----- 数据

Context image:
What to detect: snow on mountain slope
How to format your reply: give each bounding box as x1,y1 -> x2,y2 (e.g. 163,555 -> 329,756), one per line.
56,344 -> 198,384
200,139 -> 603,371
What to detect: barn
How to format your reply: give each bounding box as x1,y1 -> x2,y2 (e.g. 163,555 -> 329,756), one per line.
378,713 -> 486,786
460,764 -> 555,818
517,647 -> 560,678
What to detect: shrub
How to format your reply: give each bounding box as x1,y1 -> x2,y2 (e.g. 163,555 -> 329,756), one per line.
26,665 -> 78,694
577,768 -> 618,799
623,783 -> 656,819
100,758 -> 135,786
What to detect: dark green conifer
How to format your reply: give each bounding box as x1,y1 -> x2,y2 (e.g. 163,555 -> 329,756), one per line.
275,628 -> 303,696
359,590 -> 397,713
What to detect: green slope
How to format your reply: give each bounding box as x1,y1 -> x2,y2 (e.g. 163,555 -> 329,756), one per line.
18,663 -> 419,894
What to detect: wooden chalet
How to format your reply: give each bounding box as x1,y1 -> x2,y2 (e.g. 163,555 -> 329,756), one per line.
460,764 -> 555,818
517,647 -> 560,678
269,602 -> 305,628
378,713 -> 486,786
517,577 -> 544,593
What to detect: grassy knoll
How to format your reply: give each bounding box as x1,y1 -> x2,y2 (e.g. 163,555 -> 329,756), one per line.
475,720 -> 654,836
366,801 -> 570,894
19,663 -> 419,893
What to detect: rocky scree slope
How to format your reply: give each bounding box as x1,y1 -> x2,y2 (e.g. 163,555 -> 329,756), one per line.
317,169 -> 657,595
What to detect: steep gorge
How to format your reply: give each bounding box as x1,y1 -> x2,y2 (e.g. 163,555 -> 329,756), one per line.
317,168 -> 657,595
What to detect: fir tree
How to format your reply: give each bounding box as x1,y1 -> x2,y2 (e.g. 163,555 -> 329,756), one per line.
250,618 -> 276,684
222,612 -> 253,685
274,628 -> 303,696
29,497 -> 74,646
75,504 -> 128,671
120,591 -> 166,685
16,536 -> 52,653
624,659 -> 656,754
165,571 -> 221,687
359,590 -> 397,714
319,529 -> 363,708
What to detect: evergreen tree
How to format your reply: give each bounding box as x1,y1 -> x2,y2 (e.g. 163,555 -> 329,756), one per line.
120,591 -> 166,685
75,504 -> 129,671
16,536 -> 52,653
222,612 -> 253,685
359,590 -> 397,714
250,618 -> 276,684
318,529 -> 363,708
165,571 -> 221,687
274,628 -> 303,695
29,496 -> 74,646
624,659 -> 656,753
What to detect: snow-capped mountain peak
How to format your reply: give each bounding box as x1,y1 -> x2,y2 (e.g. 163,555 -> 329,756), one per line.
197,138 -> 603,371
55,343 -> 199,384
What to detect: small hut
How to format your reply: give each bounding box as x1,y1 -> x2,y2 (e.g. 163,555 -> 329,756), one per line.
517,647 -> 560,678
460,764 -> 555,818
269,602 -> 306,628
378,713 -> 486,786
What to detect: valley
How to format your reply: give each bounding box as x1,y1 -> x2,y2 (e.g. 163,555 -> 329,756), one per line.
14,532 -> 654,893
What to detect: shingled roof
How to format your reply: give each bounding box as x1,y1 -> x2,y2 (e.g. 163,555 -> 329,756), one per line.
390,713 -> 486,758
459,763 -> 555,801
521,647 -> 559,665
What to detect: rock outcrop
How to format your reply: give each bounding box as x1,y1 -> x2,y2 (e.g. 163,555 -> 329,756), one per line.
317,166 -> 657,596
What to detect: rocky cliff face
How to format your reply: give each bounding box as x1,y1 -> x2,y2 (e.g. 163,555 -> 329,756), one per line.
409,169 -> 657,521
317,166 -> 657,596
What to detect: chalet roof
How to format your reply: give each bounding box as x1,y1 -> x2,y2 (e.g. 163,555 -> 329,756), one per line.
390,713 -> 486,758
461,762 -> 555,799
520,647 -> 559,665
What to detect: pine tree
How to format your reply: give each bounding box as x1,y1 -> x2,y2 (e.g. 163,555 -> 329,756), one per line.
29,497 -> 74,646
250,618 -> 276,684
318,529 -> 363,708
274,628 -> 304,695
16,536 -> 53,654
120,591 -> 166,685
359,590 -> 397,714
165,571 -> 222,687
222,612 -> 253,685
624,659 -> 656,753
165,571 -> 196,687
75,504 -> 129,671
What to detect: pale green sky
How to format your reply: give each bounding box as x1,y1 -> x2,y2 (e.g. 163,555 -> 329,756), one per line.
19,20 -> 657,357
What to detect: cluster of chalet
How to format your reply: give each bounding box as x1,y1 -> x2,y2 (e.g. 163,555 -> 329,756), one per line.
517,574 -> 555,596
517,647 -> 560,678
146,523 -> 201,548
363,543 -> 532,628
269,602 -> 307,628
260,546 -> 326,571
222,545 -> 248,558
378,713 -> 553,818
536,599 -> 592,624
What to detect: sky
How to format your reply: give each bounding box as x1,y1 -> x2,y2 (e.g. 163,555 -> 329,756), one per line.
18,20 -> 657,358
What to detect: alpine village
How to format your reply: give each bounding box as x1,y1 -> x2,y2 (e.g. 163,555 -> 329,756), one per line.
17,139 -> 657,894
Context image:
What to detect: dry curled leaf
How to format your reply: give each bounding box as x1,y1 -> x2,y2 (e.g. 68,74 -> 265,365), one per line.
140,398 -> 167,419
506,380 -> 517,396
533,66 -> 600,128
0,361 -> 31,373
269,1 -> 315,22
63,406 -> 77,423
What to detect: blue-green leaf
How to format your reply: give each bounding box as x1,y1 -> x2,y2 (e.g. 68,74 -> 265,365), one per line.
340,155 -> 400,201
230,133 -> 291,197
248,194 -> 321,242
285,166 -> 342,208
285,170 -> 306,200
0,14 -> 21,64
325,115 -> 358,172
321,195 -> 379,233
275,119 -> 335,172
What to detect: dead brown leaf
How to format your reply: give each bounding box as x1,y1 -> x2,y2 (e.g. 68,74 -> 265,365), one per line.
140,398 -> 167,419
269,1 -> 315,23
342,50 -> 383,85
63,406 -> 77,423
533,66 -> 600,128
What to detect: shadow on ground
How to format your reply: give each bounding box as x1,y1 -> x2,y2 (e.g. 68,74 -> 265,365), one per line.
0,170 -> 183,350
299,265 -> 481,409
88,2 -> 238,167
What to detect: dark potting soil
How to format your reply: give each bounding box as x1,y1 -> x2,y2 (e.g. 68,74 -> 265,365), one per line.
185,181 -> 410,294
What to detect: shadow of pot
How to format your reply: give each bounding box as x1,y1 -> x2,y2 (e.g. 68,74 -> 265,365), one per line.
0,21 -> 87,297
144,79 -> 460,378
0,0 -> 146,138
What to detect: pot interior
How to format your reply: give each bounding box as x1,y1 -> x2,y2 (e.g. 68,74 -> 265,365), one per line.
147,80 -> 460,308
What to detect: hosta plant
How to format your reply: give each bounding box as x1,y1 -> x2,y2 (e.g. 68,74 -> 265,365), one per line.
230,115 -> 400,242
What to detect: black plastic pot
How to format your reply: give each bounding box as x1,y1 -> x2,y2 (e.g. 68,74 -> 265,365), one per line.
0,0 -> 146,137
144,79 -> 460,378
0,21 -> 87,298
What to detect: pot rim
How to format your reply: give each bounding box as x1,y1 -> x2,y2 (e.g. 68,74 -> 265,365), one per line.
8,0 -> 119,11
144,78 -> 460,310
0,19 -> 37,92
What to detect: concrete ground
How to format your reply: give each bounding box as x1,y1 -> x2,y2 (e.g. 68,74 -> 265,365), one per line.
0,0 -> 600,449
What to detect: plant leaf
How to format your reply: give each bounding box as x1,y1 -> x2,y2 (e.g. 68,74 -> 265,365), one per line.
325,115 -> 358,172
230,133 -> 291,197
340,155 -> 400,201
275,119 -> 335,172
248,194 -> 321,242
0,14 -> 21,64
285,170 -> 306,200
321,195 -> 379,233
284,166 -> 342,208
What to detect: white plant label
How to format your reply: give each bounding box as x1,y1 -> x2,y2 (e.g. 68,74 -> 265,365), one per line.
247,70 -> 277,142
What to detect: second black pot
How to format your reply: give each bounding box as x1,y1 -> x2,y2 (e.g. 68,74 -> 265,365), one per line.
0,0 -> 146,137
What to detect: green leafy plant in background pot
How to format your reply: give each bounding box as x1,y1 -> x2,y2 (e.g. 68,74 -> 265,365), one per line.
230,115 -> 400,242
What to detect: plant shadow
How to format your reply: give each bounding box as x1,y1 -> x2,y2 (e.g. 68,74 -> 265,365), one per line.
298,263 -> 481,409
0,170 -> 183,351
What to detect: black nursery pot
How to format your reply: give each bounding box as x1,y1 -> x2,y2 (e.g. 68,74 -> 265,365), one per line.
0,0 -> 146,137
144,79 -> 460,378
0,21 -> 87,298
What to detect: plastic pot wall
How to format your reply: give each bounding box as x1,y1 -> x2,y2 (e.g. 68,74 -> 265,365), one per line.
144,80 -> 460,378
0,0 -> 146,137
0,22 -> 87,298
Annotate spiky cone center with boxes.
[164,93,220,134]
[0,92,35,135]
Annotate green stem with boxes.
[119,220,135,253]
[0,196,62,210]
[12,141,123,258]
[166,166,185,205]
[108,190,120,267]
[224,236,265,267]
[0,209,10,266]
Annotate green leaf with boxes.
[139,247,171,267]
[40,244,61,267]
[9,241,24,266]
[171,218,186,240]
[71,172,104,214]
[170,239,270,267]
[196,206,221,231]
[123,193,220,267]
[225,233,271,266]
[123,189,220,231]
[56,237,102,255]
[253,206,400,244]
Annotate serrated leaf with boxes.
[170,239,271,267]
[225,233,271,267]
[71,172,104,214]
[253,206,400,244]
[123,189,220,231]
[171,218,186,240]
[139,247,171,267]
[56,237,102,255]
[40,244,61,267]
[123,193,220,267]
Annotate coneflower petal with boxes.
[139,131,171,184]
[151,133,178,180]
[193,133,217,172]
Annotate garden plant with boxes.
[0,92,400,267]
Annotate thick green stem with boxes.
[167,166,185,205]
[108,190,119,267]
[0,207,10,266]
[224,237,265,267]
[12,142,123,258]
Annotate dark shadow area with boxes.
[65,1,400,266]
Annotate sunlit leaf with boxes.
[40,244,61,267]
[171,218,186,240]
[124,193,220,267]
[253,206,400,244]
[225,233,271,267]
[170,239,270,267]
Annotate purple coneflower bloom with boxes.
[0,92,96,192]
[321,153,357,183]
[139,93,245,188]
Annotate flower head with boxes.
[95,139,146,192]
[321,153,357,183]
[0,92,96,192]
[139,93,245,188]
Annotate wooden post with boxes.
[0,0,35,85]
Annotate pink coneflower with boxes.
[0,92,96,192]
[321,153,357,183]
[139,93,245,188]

----------

**执行要求**. 将数据中从含有“What to detect: pine tree”的那一行到含有“165,571 -> 222,687”的那一行（首尾两行均包括在内）列成编号列表，略去空行。

**答案**.
1. What to detect: pine tree
2. How to format your reply: give each bounding box as x1,y1 -> x2,y2 (e.g. 163,555 -> 329,756), one per line.
3. 29,497 -> 74,646
4. 250,618 -> 276,684
5. 318,529 -> 363,708
6. 274,628 -> 304,695
7. 16,536 -> 53,654
8. 120,591 -> 166,685
9. 359,590 -> 397,714
10. 165,571 -> 222,687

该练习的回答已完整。